### [Exercise prompt]
Switch every "rough mask" in the data below to "coarse mask" and change nothing else. Leave the pictures out of your answer.
[Records shown — start]
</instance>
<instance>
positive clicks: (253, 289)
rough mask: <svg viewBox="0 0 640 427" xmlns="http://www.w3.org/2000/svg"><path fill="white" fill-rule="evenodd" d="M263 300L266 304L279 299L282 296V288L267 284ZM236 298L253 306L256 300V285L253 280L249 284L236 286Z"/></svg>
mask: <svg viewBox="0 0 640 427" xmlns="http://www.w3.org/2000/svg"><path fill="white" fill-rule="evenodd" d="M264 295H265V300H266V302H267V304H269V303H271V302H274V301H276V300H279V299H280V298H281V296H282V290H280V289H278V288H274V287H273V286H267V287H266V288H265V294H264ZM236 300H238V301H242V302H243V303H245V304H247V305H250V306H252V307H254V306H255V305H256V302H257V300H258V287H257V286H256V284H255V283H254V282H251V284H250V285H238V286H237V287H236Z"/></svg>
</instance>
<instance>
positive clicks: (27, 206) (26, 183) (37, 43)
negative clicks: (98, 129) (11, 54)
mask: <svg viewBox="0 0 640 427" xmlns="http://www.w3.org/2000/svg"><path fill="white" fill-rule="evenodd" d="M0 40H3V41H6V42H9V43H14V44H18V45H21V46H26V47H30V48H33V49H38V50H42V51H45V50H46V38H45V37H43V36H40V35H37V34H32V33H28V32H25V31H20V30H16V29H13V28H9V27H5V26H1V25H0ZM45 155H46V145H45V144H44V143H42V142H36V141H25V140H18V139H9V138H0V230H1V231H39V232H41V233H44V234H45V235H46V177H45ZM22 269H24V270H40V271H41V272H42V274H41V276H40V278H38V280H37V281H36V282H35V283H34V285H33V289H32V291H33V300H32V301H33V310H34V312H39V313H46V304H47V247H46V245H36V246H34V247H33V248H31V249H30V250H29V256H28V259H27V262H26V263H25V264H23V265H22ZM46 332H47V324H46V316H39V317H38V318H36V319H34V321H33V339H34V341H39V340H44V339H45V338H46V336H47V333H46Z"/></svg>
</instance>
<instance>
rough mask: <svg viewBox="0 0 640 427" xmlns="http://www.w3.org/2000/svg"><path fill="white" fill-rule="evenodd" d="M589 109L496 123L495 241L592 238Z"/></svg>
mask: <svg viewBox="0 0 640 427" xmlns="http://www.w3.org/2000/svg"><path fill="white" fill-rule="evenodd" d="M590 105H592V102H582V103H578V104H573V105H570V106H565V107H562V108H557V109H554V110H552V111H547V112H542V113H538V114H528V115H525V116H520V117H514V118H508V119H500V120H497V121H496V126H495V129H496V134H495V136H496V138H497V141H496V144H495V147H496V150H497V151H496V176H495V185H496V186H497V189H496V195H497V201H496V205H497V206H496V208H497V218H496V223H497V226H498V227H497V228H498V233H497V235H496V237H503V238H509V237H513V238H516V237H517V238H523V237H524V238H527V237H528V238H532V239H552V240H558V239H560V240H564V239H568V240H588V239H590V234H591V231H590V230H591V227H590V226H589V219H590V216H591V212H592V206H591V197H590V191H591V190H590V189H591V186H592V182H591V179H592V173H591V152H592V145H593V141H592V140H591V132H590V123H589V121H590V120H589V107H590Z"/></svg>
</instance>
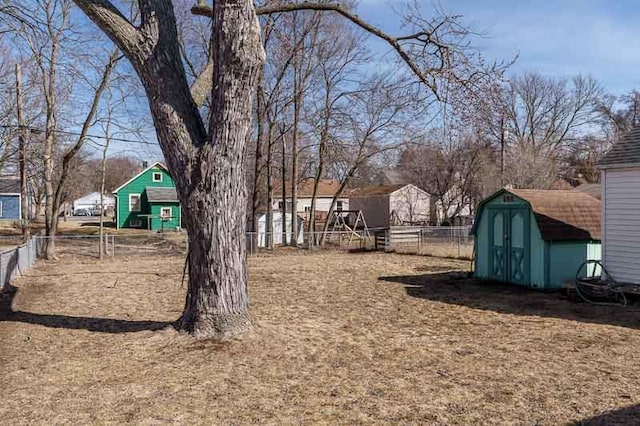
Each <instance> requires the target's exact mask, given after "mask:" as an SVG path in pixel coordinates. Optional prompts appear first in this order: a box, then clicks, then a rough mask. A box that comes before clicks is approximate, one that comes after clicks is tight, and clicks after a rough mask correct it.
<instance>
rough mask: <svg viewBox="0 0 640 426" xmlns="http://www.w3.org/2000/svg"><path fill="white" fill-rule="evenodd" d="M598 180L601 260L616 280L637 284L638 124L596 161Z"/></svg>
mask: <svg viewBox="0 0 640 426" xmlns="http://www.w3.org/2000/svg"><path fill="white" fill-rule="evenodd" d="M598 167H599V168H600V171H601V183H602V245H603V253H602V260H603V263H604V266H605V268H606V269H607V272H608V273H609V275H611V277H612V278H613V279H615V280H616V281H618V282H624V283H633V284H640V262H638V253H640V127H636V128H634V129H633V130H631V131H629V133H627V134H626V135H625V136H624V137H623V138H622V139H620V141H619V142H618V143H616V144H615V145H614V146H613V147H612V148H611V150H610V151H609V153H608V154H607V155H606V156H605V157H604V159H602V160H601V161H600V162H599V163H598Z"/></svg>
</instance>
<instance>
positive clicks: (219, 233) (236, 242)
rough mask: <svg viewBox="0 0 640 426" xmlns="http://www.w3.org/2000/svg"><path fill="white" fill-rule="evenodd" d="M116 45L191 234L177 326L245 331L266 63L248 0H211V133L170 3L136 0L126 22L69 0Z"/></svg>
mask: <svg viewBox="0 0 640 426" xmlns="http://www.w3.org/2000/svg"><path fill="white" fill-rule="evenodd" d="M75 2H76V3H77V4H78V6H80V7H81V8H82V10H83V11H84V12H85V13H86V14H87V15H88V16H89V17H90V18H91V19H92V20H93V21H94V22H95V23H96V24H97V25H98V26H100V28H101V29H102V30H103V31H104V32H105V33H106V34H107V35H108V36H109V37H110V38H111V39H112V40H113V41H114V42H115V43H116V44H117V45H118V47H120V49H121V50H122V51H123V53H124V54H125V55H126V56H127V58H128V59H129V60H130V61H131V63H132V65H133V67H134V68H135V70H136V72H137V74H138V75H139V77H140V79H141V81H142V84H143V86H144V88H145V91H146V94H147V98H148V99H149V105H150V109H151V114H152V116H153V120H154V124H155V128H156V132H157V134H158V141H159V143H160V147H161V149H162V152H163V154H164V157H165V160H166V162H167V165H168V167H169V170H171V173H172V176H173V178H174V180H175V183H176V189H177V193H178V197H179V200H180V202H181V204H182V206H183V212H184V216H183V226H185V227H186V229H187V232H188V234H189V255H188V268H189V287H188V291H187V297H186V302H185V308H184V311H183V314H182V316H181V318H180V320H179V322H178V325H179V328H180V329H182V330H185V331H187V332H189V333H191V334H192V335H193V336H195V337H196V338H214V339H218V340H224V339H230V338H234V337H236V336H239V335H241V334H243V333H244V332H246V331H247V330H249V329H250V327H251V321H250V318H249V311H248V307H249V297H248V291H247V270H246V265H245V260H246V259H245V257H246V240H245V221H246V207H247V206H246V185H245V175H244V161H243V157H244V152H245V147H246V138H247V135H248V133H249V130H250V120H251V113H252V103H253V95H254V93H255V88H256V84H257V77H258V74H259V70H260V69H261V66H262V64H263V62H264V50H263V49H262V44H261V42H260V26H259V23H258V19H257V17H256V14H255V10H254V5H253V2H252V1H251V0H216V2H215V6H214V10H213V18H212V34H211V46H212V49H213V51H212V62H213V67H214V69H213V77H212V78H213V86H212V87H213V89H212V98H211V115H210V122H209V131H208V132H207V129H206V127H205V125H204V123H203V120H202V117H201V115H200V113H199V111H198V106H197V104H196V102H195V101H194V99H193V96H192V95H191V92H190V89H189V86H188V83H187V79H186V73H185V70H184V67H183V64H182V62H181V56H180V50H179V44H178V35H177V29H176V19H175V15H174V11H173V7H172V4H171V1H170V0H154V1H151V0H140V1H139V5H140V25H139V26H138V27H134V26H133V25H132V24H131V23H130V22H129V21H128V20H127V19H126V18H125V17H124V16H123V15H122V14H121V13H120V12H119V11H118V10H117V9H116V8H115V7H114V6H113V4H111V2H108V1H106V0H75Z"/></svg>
[Records shown — finish]
### [Written response]
</instance>
<instance>
positive clicks: (253, 289)
coarse mask: <svg viewBox="0 0 640 427" xmlns="http://www.w3.org/2000/svg"><path fill="white" fill-rule="evenodd" d="M263 300L266 304L279 299L282 296V288L267 284ZM236 298L253 306L256 300V285L253 280L249 284L236 286Z"/></svg>
mask: <svg viewBox="0 0 640 427" xmlns="http://www.w3.org/2000/svg"><path fill="white" fill-rule="evenodd" d="M264 295H265V300H266V302H267V304H269V303H271V302H274V301H276V300H279V299H280V298H281V296H282V290H280V289H278V288H274V287H273V286H267V287H266V288H265V294H264ZM236 300H238V301H242V302H243V303H245V304H247V305H250V306H252V307H254V306H255V305H256V302H257V300H258V287H257V286H256V284H255V283H254V282H251V284H250V285H238V286H237V287H236Z"/></svg>
</instance>
<instance>
positive clicks: (27, 206) (26, 183) (37, 43)
negative clicks: (98, 129) (11, 54)
mask: <svg viewBox="0 0 640 427" xmlns="http://www.w3.org/2000/svg"><path fill="white" fill-rule="evenodd" d="M0 40H3V41H6V42H9V43H14V44H18V45H21V46H26V47H30V48H33V49H38V50H42V51H45V50H46V38H45V37H43V36H40V35H37V34H32V33H28V32H25V31H20V30H16V29H13V28H9V27H5V26H1V25H0ZM45 155H46V145H45V144H44V143H42V142H36V141H25V140H18V139H9V138H0V230H1V231H39V232H41V233H44V234H45V235H46V177H45ZM22 269H24V270H40V271H41V272H42V274H41V276H40V278H38V280H37V281H36V282H35V283H34V285H33V289H32V291H33V300H32V301H33V310H34V312H39V313H46V304H47V247H46V245H36V246H34V247H33V248H31V249H30V250H29V256H28V259H27V262H26V263H25V264H23V265H22ZM46 332H47V324H46V316H39V317H38V318H36V319H34V321H33V339H34V341H39V340H44V339H45V338H46V336H47V333H46Z"/></svg>
</instance>
<instance>
coarse mask: <svg viewBox="0 0 640 427" xmlns="http://www.w3.org/2000/svg"><path fill="white" fill-rule="evenodd" d="M589 109L496 123L495 241L592 238Z"/></svg>
mask: <svg viewBox="0 0 640 427" xmlns="http://www.w3.org/2000/svg"><path fill="white" fill-rule="evenodd" d="M590 105H592V102H582V103H578V104H573V105H570V106H565V107H562V108H557V109H554V110H552V111H547V112H542V113H538V114H528V115H525V116H520V117H514V118H508V119H500V120H497V121H496V126H495V129H496V134H495V136H496V138H497V141H496V144H495V147H496V150H497V151H496V176H495V185H496V186H497V189H496V195H497V201H496V205H497V206H496V208H497V218H496V223H497V226H498V227H497V228H498V233H497V235H496V237H503V238H509V237H513V238H516V237H517V238H523V237H524V238H527V237H528V238H532V239H552V240H558V239H560V240H564V239H568V240H588V239H590V234H591V231H590V230H591V227H590V226H589V219H590V216H591V212H592V206H591V197H590V191H591V190H590V189H591V186H592V182H591V179H592V173H591V152H592V145H593V141H592V140H591V132H590V123H589V121H590V120H589V107H590Z"/></svg>
</instance>
Each <instance> requires the target's exact mask, given after "mask:" as an SVG path in pixel coordinates. Optional prompts appear first in this order: a box, then clicks, then a coarse mask. A box that comes before clicks is approximate, one that comes after clicks is tight, and clicks after a coarse mask correct it.
<instance>
coarse mask: <svg viewBox="0 0 640 426" xmlns="http://www.w3.org/2000/svg"><path fill="white" fill-rule="evenodd" d="M598 180L601 260L616 280L637 284L638 124L596 161Z"/></svg>
mask: <svg viewBox="0 0 640 426" xmlns="http://www.w3.org/2000/svg"><path fill="white" fill-rule="evenodd" d="M598 167H599V168H600V171H601V183H602V245H603V253H602V260H603V263H604V266H605V268H606V269H607V272H608V273H609V275H611V277H612V278H613V279H615V280H616V281H618V282H624V283H633V284H640V262H638V253H640V127H636V128H634V129H633V130H631V131H629V133H627V134H626V135H625V136H624V137H623V138H622V139H620V141H619V142H618V143H616V144H615V145H614V146H613V147H612V148H611V150H610V151H609V153H608V154H607V155H606V156H605V157H604V159H602V160H601V161H600V162H599V163H598Z"/></svg>
</instance>
<instance>
positive clicks: (219, 233) (236, 242)
coarse mask: <svg viewBox="0 0 640 426" xmlns="http://www.w3.org/2000/svg"><path fill="white" fill-rule="evenodd" d="M116 45L191 234L177 326L245 331L266 63L248 0H211V133L170 3L136 0L126 22L69 0Z"/></svg>
mask: <svg viewBox="0 0 640 426" xmlns="http://www.w3.org/2000/svg"><path fill="white" fill-rule="evenodd" d="M75 2H76V3H77V4H78V6H80V7H81V8H82V10H83V11H84V12H85V13H86V14H87V15H88V16H89V17H90V18H91V19H92V20H93V21H94V22H95V23H96V24H97V25H98V26H100V28H101V29H102V30H103V31H104V32H105V33H106V34H107V35H108V36H109V37H110V38H111V39H112V40H113V41H114V42H115V43H116V44H117V45H118V47H120V49H121V50H122V51H123V53H124V54H125V55H126V56H127V58H128V59H129V60H130V61H131V63H132V65H133V67H134V68H135V70H136V72H137V74H138V75H139V77H140V79H141V81H142V84H143V86H144V88H145V91H146V94H147V98H148V99H149V105H150V109H151V114H152V116H153V120H154V124H155V128H156V132H157V134H158V141H159V143H160V147H161V149H162V152H163V154H164V157H165V160H166V162H167V165H168V167H169V170H171V173H172V176H173V178H174V180H175V183H176V189H177V193H178V197H179V200H180V202H181V204H182V206H183V212H184V216H183V226H185V227H186V229H187V232H188V234H189V255H188V268H189V287H188V291H187V297H186V302H185V308H184V311H183V314H182V316H181V318H180V320H179V322H178V325H179V328H180V329H182V330H185V331H187V332H189V333H191V334H192V335H193V336H195V337H196V338H214V339H218V340H224V339H230V338H234V337H236V336H239V335H241V334H243V333H244V332H246V331H247V330H249V329H250V327H251V321H250V318H249V311H248V307H249V297H248V291H247V270H246V265H245V260H246V259H245V257H246V240H245V221H246V207H247V206H246V185H245V175H244V161H243V157H244V152H245V147H246V138H247V135H248V133H249V130H250V120H251V113H252V103H253V95H254V93H255V88H256V84H257V77H258V74H259V70H260V69H261V66H262V64H263V62H264V50H263V49H262V44H261V42H260V26H259V23H258V19H257V17H256V14H255V10H254V5H253V2H252V1H251V0H216V2H215V6H214V10H213V18H212V34H211V46H212V49H213V51H212V62H213V67H214V69H213V77H212V78H213V86H212V87H213V89H212V98H211V115H210V122H209V131H208V132H207V129H206V127H205V125H204V123H203V120H202V117H201V115H200V113H199V111H198V106H197V104H196V102H195V101H194V99H193V96H192V95H191V92H190V89H189V86H188V83H187V79H186V73H185V70H184V67H183V64H182V62H181V56H180V50H179V44H178V35H177V29H176V19H175V15H174V11H173V7H172V4H171V1H170V0H154V1H151V0H140V1H139V5H140V25H139V26H138V27H134V26H133V25H132V24H131V23H130V22H129V21H128V20H127V19H126V18H125V17H124V16H123V15H122V14H121V13H120V12H119V11H118V10H117V9H116V8H115V7H114V6H113V4H111V2H108V1H106V0H75Z"/></svg>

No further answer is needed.